Provided text:
▼
12. The method as recited in claim 11, wherein the relation in the knowledge graph is assigned a label, which is defined by the classification for the pair of tokens.
13. The method as recited in claim 11, wherein various classifications are determined for different pairs of tokens, the graph or the spanning tree being determined as a function of the classifications.
14. The method as recited in claim 11, wherein a classification for a token from the set of tokens is determined, and the knowledge graph is filled with a label for the token as a function of the classification for the token.
15. The method as recited in claim 12, wherein the knowledge graph is filled with a relation for the pair of tokens when the weight for the edge fulfills a condition, and the knowledge graph otherwise not being filled with the relation.
16. A computer-implemented method for training a model for mapping tokens onto classifications, the method comprising the following steps:
providing a training data point, which includes a set of tokens and at least one reference for a classification for at least one pair of tokens from the set of tokens, the reference for the classification for a first token of the pair of tokens defining a first node in a graph, for a second token of the pair defining a second node in the graph, and for the classification defining whether or not an edge exists between the first node and the second node, which is part of a spanning tree in the graph;
determining a classification for the pair of tokens from the set of tokens; and
determining at least one parameter for the training as a function of the classification of the edge and of the reference for the edge.
17. The method as recited in claim 16, wherein the training data point includes a reference for a classification of a token from the set of tokens, a classification for the token being determined, at least one parameter for the training being determined as a function of the classification of the token and of the reference for the classification of the token.
18. The method as recited in claim 16, wherein the training data point includes a reference for the classification for the at least one pair of tokens from the set of tokens, the reference for the classification for the first token of the pair defining the first node in the graph, for the second token of the pair defining the second node in the graph, and defining for the classification whether or not an edge exists between the first node and the second node, which is part of the graph, the classification for the at least one pair of tokens from the set of tokens being determined, and a parameter for the training being determined as a function of the classification for the edge of the graph and of the reference for the classification for the edge of the graph.
▲
Material provided:
▼
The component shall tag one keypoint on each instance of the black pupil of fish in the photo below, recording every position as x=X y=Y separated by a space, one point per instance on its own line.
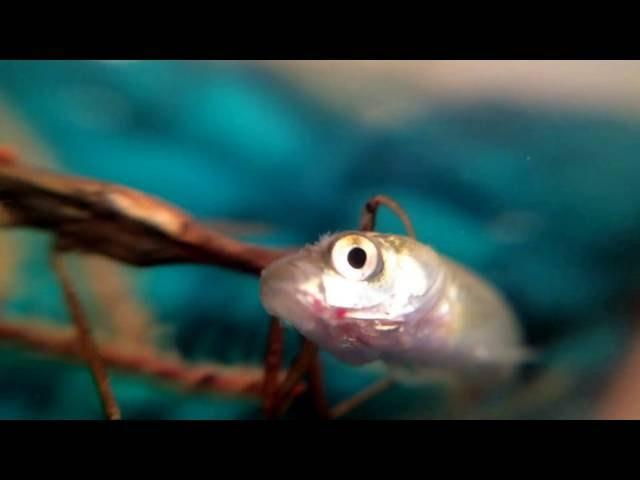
x=357 y=257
▲
Goals:
• A. Condense the paragraph in the patent claims that begins "17. The method as recited in claim 16" into a short bulleted list that keeps its main facts.
• B. According to the patent claims, what defines the label assigned to the relation in the knowledge graph?

Answers for this exercise:
• A.
Claim 17, dependent on claim 16:
- The training data point includes a reference for a classification of a token from the set of tokens.
- A classification for that token is determined.
- At least one training parameter is determined as a function of the token's classification and its reference classification.

• B. The classification for the pair of tokens defines it.